ITEMS:
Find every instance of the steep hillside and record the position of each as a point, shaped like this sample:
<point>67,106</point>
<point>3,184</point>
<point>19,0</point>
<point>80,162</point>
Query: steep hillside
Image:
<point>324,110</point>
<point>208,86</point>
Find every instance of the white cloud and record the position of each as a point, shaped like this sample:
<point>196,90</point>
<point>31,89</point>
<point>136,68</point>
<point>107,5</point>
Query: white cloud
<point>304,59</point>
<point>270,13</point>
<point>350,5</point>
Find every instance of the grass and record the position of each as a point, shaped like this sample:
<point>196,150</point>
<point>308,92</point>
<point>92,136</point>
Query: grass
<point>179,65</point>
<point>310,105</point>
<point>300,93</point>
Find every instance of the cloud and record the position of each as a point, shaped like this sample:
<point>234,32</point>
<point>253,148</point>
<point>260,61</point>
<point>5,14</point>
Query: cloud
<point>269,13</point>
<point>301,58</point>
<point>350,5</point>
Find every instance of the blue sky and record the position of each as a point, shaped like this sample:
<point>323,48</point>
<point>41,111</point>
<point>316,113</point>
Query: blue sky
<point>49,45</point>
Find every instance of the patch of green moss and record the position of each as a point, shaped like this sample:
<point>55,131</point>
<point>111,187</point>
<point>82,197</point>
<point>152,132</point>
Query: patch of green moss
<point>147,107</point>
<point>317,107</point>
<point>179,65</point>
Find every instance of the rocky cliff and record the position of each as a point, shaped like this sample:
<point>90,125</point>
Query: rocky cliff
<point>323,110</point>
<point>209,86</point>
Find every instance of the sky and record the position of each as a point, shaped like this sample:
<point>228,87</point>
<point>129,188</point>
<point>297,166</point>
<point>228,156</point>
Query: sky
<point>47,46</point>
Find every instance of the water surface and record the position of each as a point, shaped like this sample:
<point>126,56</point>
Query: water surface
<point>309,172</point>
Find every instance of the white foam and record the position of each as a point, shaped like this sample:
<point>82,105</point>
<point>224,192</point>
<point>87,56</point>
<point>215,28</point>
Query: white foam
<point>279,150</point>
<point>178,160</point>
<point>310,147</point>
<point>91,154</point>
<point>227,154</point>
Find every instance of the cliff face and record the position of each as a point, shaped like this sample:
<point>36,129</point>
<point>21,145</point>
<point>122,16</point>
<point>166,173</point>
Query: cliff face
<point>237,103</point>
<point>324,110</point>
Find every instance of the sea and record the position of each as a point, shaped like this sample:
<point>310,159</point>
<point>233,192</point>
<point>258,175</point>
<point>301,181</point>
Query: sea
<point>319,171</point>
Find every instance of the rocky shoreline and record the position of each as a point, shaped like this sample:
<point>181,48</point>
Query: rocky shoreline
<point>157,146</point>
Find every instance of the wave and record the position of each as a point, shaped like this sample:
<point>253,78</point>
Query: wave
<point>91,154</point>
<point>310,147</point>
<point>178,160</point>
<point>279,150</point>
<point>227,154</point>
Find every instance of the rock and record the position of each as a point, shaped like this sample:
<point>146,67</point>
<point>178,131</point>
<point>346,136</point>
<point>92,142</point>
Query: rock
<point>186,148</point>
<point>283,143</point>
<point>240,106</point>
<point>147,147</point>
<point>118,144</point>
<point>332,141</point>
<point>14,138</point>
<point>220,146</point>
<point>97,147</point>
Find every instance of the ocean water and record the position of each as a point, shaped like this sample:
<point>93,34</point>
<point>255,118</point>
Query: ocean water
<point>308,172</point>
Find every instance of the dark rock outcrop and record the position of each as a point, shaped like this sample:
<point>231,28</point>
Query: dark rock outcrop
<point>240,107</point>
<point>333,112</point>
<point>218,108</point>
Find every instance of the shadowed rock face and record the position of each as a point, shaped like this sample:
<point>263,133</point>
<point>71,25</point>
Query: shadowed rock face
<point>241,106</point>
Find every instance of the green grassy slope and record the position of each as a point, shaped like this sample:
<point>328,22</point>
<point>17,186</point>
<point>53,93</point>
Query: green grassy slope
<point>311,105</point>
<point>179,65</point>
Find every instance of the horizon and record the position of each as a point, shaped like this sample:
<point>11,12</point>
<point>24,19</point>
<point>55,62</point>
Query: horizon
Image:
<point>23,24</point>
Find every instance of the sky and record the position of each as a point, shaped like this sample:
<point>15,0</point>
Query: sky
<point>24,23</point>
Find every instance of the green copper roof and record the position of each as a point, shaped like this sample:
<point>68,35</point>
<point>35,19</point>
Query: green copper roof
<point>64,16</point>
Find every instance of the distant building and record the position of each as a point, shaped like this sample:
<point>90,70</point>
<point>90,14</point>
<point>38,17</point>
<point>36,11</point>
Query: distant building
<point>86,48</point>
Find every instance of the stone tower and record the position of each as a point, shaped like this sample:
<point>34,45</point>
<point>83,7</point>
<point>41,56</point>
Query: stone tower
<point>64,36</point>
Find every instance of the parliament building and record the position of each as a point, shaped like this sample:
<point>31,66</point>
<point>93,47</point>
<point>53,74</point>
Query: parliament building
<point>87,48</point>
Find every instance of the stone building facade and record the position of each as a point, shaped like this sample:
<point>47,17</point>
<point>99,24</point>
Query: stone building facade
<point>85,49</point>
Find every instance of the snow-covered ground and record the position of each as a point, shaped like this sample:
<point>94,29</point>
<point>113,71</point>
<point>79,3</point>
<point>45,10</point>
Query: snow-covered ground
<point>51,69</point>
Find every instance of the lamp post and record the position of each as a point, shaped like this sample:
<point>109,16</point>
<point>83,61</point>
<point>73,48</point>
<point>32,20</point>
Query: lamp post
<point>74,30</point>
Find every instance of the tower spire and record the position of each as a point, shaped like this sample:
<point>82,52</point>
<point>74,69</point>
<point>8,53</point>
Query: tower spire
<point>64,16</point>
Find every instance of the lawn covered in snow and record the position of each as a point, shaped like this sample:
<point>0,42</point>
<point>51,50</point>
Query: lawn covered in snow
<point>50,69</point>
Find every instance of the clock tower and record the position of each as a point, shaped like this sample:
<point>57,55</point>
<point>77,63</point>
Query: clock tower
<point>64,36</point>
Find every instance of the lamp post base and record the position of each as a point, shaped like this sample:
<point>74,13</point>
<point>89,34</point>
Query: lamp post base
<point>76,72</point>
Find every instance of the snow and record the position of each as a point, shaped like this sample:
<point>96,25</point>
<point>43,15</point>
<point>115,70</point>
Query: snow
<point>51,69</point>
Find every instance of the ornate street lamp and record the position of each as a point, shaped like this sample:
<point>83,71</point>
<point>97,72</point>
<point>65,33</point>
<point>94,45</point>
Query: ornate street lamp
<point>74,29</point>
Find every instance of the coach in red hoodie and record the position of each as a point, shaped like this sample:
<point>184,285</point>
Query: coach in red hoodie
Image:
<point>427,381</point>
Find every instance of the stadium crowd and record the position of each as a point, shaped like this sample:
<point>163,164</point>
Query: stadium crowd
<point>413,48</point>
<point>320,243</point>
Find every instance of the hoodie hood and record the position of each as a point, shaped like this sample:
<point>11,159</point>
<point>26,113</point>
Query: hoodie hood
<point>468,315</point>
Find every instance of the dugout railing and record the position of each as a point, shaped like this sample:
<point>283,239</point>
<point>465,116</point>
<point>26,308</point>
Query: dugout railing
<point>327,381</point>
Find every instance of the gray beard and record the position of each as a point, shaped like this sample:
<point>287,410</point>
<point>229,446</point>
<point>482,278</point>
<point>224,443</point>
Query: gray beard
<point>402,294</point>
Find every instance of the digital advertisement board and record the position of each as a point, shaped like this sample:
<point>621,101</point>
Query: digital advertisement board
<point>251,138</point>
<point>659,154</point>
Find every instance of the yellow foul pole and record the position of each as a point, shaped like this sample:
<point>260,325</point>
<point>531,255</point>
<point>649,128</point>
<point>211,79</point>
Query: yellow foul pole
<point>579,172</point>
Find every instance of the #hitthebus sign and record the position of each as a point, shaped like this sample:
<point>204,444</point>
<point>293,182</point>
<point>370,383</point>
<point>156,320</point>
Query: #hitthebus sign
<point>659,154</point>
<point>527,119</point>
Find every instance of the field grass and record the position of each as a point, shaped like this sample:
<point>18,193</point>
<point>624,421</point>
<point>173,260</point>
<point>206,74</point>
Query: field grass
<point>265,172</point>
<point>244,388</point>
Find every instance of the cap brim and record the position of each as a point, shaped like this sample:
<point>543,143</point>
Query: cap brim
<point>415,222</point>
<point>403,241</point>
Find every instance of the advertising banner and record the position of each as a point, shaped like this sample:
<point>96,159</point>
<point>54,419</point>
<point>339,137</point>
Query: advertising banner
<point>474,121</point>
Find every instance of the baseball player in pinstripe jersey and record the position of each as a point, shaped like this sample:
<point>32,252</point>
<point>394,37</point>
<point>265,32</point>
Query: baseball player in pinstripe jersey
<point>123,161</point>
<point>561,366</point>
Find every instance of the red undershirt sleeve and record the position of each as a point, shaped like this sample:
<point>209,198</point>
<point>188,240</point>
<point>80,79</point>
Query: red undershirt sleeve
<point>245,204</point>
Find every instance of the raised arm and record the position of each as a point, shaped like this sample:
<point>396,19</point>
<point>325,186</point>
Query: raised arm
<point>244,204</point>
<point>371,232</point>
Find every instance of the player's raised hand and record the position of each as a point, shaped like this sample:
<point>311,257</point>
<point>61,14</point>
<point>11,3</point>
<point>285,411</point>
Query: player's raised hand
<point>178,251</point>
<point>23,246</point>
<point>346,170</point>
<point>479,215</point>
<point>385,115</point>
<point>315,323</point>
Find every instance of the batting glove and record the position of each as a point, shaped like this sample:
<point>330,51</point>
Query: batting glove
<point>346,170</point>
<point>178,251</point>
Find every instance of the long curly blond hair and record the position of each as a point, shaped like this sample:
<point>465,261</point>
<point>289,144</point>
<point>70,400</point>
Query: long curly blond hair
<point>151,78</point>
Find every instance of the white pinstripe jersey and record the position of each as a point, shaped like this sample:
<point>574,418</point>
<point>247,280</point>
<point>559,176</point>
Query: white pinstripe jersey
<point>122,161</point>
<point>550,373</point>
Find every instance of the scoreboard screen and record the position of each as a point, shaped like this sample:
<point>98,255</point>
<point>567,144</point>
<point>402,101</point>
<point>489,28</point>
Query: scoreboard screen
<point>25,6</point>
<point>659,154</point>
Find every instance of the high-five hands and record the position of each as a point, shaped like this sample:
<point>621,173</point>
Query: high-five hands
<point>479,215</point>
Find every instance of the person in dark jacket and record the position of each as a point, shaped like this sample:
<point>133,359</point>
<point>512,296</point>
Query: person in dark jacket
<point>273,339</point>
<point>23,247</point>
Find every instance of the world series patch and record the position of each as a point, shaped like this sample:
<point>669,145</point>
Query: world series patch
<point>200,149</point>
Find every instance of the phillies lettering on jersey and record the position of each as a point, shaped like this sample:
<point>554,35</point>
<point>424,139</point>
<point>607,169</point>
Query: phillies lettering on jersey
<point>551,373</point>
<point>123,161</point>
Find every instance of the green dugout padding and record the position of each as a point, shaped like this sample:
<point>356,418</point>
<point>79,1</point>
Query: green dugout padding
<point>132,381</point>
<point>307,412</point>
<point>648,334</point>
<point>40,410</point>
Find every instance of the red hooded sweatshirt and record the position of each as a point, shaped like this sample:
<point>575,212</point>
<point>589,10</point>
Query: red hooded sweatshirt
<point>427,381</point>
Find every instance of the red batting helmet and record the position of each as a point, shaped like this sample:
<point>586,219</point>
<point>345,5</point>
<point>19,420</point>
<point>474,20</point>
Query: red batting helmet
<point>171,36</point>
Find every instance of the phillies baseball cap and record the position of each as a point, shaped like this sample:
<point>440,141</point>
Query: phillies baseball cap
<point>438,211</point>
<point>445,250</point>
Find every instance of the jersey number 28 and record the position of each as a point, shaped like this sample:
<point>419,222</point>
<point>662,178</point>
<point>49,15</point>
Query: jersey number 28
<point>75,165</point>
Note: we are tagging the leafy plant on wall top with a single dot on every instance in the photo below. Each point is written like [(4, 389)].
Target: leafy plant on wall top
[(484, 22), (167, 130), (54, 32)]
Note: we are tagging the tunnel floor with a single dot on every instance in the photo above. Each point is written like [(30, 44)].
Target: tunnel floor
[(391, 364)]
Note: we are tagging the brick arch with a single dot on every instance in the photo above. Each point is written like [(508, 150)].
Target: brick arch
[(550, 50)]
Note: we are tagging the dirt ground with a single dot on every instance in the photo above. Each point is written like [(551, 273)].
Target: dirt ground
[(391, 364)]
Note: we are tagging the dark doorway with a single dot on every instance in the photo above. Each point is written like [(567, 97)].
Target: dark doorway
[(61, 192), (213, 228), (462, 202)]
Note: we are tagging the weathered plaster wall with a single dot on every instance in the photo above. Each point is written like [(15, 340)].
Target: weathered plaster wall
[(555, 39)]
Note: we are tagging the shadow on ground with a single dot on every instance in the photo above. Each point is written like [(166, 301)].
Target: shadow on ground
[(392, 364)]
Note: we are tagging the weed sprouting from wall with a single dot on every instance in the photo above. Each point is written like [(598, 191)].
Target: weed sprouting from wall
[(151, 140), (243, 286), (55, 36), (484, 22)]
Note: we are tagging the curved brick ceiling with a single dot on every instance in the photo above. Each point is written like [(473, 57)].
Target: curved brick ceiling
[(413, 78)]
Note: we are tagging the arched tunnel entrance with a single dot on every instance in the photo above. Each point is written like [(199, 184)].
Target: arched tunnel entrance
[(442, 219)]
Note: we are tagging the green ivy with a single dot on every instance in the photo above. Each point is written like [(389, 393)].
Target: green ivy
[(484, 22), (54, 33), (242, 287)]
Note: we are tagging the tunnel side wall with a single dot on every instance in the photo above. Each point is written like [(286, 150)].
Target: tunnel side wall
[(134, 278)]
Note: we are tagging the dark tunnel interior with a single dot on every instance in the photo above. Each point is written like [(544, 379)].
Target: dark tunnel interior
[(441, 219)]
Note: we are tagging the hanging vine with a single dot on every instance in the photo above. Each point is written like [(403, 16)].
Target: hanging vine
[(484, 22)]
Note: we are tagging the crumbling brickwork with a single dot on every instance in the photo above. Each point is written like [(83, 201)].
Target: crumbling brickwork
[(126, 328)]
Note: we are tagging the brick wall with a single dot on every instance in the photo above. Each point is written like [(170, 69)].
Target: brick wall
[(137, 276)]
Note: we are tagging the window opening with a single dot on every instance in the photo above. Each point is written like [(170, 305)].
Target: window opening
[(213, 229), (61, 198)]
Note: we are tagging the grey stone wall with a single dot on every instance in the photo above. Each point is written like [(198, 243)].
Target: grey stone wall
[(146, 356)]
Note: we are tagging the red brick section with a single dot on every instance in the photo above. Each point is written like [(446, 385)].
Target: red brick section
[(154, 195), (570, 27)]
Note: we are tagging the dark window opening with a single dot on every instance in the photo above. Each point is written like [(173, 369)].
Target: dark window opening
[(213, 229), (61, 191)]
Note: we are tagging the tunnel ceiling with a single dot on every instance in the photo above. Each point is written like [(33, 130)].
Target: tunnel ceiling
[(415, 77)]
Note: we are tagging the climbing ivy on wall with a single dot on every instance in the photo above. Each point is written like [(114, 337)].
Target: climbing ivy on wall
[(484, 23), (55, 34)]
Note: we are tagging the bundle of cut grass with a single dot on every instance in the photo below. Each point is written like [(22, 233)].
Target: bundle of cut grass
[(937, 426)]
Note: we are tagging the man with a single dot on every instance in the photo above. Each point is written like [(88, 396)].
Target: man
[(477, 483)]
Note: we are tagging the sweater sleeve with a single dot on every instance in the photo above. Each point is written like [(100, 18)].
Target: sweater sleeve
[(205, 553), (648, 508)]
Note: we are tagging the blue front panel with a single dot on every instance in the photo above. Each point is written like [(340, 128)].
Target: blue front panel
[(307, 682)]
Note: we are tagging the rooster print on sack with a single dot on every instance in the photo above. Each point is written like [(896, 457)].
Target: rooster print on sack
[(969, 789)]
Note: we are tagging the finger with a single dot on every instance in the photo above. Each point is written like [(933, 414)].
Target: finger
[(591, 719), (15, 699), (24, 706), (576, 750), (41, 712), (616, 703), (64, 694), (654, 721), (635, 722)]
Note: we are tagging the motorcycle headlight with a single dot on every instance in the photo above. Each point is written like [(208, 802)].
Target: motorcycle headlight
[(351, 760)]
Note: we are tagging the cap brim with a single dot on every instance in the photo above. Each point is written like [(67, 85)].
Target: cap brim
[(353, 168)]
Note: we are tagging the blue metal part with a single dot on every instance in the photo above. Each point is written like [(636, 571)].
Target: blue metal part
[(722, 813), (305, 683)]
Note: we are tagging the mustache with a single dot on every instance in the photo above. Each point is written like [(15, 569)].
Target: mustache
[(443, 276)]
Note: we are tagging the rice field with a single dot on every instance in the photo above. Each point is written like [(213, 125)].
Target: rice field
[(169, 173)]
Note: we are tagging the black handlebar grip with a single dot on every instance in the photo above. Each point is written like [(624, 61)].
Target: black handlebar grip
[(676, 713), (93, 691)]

GIVEN TASK: Arrange the items from the line with "Find every instance of the snow and" to the line with "<point>327,381</point>", both included, as a JSON list of strings with one string per line. Leave out any blank lines.

EXERCISE RESPONSE:
[
  "Find every instance of the snow and record the position of each as a point, shaped like this sample:",
  "<point>96,25</point>",
  "<point>43,15</point>",
  "<point>115,70</point>",
  "Query: snow",
  "<point>51,69</point>",
  "Find every instance of the ornate street lamp and record the position of each as a point, shaped like this sample:",
  "<point>83,71</point>",
  "<point>97,72</point>",
  "<point>65,33</point>",
  "<point>94,45</point>",
  "Query: ornate street lamp",
  "<point>74,29</point>",
  "Find every instance of the coach in red hoodie and record the position of each as a point, shaped like this sample:",
  "<point>184,285</point>",
  "Query: coach in red hoodie",
  "Image:",
  "<point>427,381</point>",
  "Find every instance of the stadium crowd and record the position of each as a point, shaped like this sample:",
  "<point>163,164</point>",
  "Query: stadium crowd",
  "<point>413,48</point>",
  "<point>320,243</point>",
  "Find every instance of the hoodie hood and record the position of each as a point, shaped like this sample:",
  "<point>11,159</point>",
  "<point>26,113</point>",
  "Query: hoodie hood",
  "<point>468,315</point>",
  "Find every instance of the dugout railing and record the position of each as a point, shaped like this sample:",
  "<point>283,239</point>",
  "<point>465,116</point>",
  "<point>26,308</point>",
  "Query: dugout railing",
  "<point>327,381</point>"
]